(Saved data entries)
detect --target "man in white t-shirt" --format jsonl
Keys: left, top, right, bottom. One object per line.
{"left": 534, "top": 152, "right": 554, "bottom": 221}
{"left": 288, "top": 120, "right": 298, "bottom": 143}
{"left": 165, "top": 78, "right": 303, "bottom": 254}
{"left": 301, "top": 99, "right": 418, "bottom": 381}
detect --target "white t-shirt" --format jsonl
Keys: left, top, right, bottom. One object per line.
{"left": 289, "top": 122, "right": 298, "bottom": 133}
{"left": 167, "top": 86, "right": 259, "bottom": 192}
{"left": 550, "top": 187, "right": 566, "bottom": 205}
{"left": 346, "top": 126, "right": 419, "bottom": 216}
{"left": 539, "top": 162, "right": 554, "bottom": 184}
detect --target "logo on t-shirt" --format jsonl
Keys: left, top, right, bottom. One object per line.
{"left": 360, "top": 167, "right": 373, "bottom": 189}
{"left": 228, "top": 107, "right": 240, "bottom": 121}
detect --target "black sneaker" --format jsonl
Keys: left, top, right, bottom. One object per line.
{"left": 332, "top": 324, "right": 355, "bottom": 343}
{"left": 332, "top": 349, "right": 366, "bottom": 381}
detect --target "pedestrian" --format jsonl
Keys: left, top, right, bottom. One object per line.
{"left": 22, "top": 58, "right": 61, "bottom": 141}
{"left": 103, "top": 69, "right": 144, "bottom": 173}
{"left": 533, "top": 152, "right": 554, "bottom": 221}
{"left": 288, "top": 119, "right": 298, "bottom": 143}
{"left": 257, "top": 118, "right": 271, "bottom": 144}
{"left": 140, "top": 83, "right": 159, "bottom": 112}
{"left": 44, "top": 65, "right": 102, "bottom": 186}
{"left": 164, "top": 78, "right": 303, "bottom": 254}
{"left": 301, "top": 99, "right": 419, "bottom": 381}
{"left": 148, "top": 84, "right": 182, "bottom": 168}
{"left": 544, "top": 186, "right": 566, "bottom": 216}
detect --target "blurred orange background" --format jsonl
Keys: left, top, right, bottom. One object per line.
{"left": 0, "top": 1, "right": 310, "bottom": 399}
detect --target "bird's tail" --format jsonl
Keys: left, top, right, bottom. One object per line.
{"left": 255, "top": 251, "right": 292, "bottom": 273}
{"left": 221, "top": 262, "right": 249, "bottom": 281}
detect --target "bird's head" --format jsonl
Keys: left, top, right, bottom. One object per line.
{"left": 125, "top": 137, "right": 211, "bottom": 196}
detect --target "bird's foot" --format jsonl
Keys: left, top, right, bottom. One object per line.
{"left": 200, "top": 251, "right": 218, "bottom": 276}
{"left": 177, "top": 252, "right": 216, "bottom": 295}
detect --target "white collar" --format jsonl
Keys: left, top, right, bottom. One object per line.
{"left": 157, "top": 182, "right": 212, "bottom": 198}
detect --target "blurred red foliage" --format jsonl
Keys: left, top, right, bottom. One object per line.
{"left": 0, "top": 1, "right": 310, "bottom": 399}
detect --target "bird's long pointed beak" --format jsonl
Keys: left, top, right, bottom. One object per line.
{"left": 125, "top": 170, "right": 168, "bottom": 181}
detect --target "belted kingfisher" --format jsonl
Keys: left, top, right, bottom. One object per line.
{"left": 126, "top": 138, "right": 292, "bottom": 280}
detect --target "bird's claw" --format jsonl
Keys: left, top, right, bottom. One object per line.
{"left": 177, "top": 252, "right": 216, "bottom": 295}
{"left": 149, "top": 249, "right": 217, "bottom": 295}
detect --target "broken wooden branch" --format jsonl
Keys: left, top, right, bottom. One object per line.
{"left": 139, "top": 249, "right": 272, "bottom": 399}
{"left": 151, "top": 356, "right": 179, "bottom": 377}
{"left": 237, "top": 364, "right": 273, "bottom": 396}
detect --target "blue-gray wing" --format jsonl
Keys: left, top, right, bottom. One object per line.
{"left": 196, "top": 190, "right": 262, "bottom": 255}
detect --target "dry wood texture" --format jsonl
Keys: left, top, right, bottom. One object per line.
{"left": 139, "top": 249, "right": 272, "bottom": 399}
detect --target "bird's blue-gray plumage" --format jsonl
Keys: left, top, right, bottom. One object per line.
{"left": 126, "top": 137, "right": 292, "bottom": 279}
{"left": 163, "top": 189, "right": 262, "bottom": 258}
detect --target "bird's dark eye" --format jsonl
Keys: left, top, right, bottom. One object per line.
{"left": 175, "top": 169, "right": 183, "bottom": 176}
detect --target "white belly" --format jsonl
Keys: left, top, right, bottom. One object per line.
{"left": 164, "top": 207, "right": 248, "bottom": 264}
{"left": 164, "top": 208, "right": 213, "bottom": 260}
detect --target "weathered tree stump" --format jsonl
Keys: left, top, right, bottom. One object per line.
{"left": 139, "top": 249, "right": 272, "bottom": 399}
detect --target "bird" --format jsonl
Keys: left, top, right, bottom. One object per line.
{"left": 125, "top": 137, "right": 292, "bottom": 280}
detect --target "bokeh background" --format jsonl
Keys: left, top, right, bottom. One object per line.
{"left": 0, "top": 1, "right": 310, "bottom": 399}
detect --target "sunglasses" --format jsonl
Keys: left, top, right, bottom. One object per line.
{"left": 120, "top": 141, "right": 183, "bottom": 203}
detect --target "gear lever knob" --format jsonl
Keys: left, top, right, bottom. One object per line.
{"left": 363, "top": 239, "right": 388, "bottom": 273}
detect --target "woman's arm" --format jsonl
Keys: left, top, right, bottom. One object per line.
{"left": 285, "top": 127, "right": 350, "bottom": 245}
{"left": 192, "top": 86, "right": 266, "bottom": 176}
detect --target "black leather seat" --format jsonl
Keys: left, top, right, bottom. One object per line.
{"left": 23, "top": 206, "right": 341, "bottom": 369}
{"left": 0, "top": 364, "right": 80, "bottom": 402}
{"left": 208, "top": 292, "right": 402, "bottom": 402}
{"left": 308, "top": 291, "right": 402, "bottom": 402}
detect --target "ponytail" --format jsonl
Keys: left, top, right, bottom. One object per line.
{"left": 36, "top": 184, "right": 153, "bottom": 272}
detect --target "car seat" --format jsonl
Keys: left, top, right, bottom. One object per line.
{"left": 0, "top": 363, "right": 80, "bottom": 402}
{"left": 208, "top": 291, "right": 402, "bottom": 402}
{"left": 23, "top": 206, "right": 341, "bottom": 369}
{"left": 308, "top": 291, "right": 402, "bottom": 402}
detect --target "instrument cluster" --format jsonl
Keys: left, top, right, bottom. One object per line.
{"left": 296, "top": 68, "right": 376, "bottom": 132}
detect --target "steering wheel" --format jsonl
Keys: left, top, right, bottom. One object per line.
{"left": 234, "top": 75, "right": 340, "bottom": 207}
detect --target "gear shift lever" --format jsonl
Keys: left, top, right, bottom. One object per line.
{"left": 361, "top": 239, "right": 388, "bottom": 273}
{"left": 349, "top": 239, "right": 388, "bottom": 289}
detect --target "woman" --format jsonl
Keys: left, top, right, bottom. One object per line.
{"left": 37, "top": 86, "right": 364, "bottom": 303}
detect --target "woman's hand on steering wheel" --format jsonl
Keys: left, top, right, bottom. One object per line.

TASK INSTRUCTIONS: Every line above in which the word "bird" occurs needs to be copied.

FINAL ANSWER:
detect --target "bird's tail" --format jsonl
detect --target "bird's head" --format jsonl
detect --target "bird's foot" --format jsonl
detect --target "bird's long pointed beak" --format jsonl
detect --target "bird's claw" --format jsonl
detect --target "bird's blue-gray plumage" --format jsonl
detect --target "bird's dark eye" --format jsonl
detect --target "bird" --format jsonl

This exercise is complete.